→ Aufgabe 1
Beantworten Sie anhand der folgenden Rezension diese Fragen:
(a) In welchem Verlag und in welchem Jahr ist das Buch erschienen?
(b) Wer hat die Rezension verfasst?
(c) An welcher Hochschule wurde die zugrunde liegende Dissertation vorgelegt?

→ Vorliegender Text
+ + + + +

Yahweh’s Council. Its Structure and Membership.

Verlag:

Tübingen: Mohr Siebeck 2014. XV, 223 S. = Forschungen zum Alten Testament. 2. Reihe, 65. Kart. EUR 64,00. ISBN 978-3-16-153293-1.

Rezensent:

Thomas Wagner

Die Publikation von Ellen White stellt die erweiterte Fassung einer an der University of St. Michael’s College, Toronto/CA vorgelegten Ph.D.-Dissertation dar. Sie behandelt einen zentralen Aspekt religionsgeschichtlicher Forschung. Einleitend nimmt die Vfn. zum Verhältnis von Altem Testament und altorientalischen Texten Stellung, indem sie fragt, ob die Texte der Hebräischen Bibel ein ge­schlossenes Konzept bilden und mit Konzepten anderer Textcorpora verglichen werden können. Die Vfn. konstatiert, dass dies möglich und nötig ist.

+ + + + +

→ Aufgabe 2
Sammeln Sie aus der nachstehenden Auflistung sämtliche Zeilen, in denen die Zeichenfolge „blurred“ vorkommt. Die Groß- und Kleinschreibung ist dabei zu beachten.

→ Angezeigte Daten
+ + + + +

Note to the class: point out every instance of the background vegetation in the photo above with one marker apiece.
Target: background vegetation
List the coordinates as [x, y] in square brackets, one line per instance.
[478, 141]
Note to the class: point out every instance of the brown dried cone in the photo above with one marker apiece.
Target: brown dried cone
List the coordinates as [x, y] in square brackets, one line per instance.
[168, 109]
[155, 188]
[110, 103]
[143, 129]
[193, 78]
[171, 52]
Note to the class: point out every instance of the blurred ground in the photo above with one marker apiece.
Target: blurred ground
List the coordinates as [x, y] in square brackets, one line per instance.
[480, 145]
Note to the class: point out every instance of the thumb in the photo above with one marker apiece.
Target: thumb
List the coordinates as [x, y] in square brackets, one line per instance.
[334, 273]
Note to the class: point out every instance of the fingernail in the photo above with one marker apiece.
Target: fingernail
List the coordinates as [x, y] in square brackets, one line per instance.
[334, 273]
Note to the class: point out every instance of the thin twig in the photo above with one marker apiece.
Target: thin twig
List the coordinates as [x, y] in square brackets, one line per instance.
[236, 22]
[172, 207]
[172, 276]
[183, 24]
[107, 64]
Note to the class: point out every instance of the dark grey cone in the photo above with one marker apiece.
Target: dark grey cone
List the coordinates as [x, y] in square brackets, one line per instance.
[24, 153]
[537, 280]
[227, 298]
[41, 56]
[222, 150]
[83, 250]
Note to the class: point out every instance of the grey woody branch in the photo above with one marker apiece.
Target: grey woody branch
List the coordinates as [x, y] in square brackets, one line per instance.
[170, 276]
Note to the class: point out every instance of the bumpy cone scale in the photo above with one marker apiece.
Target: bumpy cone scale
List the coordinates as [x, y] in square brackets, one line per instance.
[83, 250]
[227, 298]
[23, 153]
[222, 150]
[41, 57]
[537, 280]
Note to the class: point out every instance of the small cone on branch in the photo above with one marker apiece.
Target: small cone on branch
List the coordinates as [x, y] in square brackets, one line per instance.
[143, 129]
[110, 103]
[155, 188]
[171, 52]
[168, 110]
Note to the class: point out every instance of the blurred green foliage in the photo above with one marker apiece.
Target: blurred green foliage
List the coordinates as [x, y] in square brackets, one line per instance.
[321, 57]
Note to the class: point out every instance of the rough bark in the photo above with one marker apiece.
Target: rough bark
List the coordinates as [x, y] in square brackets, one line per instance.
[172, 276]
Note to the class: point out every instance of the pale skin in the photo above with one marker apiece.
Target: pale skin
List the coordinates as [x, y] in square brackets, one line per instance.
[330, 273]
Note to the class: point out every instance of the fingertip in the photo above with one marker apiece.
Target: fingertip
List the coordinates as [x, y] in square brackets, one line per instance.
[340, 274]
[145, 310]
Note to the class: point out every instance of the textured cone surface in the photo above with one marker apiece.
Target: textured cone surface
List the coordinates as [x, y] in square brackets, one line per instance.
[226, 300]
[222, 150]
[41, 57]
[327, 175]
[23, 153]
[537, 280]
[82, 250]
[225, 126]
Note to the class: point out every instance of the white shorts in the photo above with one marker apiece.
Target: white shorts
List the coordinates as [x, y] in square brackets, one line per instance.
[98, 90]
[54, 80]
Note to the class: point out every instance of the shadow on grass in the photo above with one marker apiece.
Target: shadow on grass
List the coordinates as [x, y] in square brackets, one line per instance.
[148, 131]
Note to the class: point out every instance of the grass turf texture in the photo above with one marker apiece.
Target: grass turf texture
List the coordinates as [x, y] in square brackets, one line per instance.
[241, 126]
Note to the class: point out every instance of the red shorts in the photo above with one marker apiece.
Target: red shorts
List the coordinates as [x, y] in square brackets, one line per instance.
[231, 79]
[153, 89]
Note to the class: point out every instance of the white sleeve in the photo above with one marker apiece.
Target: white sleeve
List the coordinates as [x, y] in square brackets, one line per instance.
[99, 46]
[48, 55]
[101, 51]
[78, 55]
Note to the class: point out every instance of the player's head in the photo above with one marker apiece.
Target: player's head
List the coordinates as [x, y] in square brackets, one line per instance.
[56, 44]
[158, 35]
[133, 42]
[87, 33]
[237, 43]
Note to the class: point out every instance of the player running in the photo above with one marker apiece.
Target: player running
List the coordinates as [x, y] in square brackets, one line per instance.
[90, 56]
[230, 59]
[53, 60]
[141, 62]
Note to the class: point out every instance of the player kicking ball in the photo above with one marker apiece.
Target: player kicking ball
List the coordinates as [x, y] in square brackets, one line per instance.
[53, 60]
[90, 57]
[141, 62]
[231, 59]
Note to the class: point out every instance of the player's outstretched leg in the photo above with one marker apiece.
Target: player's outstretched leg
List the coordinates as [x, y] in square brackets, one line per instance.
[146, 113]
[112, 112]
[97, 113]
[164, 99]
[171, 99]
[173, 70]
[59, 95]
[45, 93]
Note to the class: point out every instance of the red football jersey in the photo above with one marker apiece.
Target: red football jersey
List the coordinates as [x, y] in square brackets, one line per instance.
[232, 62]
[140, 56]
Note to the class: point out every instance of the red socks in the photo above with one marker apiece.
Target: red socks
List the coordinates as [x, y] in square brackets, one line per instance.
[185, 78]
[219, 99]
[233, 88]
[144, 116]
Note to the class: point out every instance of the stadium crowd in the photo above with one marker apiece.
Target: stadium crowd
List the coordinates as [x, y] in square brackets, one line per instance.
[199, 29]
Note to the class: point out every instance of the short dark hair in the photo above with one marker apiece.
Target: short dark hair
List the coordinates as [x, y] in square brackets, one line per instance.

+ + + + +

→ Lösung 1
(a) Mohr Siebeck, Tübingen, 2014
(b) Thomas Wagner
(c) University of St. Michael’s College, Toronto/CA

→ Lösung 2
Note to the class: point out every instance of the blurred ground in the photo above with one marker apiece.
Target: blurred ground
Note to the class: point out every instance of the blurred green foliage in the photo above with one marker apiece.
Target: blurred green foliage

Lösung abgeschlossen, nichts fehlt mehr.